* **ACTIVITIES**:
**a)** Quote the passage on active vision systems word for word, starting at "Recent hardware developments" and ending at "vision assisted grasping.".
**b)** Answer these questions using the passage on active vision systems:
(i) What kind of assembly of micro-electromechanical systems is listed among the applications?
(ii) What does the proposed identification approach treat as a single system?
(iii) Besides calibrating the system, what need do the described techniques eliminate?
**c)** Carry on the passage on active vision systems from its final sentence.

[READING PASSAGE Boundary: Start]

Recent hardware developments have rendered controlled active vision a practical option for a broad range of problems, spanning applications as diverse as intelligent vehicle highway systems, robotic-assisted surgery, micro assembly of micro-electromechanical systems (MEMS), automated spacecraft docking, unmanned vehicles, and inspection and vision assisted grasping.
However, realizing this potential requires having a framework for synthesizing robust active vision systems, capable of moving beyond carefully controlled environments.
“A Novel Approach to Active Vision Systems: Modeling, Control and Real-Time Tracking” aims to find a general framework to synthesize robust active vision systems using recently developed robust identification and robust control synthesis techniques.
First of all, the proposed approach shows how recently developed robust identification techniques can be used to find a family of models for an active vision system in a unified sense, treating cameras, motors and image processing hardware as a single system without requiring any camera calibration.
Moreover, we use this family of models to design a robust controller by using m-synthesis techniques. The designed controller is shown to be capable of delivering good performance for a range of conditions such as noise, changing camera parameters (various zoom values), depth of the scene, uncertain time delays (largely due to the time required by the image processing algorithm to locate the object in the scene), unmodeled dynamics, noisy and blurred visual feedback. These techniques eliminate the need for tuning controller parameters a posteriori, by trial and error, and for calibrating the system.

[READING PASSAGE Boundary: End]
[EXTRACTED MATERIAL Boundary: Start]

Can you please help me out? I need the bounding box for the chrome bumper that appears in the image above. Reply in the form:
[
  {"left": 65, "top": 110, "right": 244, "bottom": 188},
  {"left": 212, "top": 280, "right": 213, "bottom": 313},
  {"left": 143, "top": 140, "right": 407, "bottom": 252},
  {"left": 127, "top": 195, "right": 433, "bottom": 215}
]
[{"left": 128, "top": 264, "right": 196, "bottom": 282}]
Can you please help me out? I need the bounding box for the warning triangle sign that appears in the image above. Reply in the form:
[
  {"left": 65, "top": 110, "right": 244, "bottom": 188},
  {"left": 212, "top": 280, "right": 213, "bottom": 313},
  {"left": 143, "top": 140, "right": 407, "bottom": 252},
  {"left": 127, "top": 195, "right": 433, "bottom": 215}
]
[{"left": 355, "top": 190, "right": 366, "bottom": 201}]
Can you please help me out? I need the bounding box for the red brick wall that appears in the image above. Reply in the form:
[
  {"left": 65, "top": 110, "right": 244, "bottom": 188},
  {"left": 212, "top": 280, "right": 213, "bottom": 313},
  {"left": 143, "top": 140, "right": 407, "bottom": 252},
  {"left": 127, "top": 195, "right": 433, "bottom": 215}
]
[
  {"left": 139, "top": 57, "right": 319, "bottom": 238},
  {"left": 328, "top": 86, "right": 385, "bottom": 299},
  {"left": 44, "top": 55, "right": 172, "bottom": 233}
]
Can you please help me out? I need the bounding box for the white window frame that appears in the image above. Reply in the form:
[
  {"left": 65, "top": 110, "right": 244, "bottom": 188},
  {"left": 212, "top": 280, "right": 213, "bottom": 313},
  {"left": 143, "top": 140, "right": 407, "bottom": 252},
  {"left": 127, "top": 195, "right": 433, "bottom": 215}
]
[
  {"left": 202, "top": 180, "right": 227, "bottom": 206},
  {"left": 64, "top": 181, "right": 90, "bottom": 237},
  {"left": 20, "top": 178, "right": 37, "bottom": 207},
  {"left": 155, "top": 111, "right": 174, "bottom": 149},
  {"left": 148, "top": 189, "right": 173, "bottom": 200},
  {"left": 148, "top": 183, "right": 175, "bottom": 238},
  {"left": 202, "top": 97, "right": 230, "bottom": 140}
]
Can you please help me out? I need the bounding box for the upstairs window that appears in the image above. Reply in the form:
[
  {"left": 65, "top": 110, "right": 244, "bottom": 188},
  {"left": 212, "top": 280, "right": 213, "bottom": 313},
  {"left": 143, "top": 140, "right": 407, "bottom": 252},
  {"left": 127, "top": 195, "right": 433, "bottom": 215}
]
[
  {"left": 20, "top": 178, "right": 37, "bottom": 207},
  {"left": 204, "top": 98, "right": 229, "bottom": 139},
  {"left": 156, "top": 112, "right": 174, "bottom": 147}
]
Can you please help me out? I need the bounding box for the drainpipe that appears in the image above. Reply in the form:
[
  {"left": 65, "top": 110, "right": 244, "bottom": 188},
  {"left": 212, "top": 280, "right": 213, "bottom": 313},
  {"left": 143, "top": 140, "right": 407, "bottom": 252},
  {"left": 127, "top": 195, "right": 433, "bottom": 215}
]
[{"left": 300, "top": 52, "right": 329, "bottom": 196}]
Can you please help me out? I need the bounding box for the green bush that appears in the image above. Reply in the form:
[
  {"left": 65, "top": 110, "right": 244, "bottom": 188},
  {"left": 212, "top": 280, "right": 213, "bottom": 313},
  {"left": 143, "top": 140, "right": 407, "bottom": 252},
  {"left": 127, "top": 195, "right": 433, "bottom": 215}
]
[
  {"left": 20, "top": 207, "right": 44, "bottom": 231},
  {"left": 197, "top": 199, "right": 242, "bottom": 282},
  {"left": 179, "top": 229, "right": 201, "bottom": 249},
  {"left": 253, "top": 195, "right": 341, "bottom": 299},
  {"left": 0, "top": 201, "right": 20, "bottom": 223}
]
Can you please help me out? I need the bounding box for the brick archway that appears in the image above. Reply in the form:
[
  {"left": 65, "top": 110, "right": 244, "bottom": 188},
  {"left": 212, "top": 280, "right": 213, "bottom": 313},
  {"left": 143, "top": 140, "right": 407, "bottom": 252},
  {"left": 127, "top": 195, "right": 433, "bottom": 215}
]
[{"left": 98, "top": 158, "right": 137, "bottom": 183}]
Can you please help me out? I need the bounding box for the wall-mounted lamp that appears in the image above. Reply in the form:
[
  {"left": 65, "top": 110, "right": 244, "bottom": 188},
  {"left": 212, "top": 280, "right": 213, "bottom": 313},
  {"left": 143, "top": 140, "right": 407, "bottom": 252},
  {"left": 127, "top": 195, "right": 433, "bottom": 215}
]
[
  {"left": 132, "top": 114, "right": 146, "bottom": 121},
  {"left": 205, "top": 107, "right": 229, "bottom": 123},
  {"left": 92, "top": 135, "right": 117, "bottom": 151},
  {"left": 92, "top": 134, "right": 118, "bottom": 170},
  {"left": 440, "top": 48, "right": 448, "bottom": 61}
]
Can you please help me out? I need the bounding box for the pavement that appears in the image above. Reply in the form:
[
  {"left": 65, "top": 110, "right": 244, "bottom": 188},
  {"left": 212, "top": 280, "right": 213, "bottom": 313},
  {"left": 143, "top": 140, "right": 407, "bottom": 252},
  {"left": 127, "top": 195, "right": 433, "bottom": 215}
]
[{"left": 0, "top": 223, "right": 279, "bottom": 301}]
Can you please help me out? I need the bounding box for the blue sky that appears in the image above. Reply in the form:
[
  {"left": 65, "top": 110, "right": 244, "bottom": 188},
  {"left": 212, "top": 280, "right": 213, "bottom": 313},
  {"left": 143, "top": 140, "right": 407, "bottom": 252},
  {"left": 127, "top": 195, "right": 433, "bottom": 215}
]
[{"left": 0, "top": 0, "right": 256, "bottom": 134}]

[EXTRACTED MATERIAL Boundary: End]

* **LIST OF ANSWERS**:
**a)**
Recent hardware developments have rendered controlled active vision a practical option for a broad range of problems, spanning applications as diverse as intelligent vehicle highway systems, robotic-assisted surgery, micro assembly of micro-electromechanical systems (MEMS), automated spacecraft docking, unmanned vehicles, and inspection and vision assisted grasping.

**b)**
(i) Micro assembly.
(ii) Cameras, motors and image processing hardware.
(iii) The need for tuning controller parameters a posteriori, by trial and error.

**c)**
Finally, these results are experimentally validated using a UniSight/BiSight robotic head-eye platform.
Mr. Tamer Inanc was born in Izmir, Turkey. He received his B.S. degree, in Electrical and Electronics Engineering from the Dokuz Eylul University, Izmir, Turkey, in July 1991, ranking 6th among about 100 graduates. He received his M.S. degree in Electrical Engineering at the Pennsylvania State University, University Park, PA, in August 1996.
Currently he is about the finish his Ph.D. degree in Electrical Engineering Department at the Pennsylvania State University, University Park, PA, under the supervision of ProfessorMario Sznaier. His research interests are Robust Identification, Robust Control, Robust Active Vision Systems, and Computer Vision.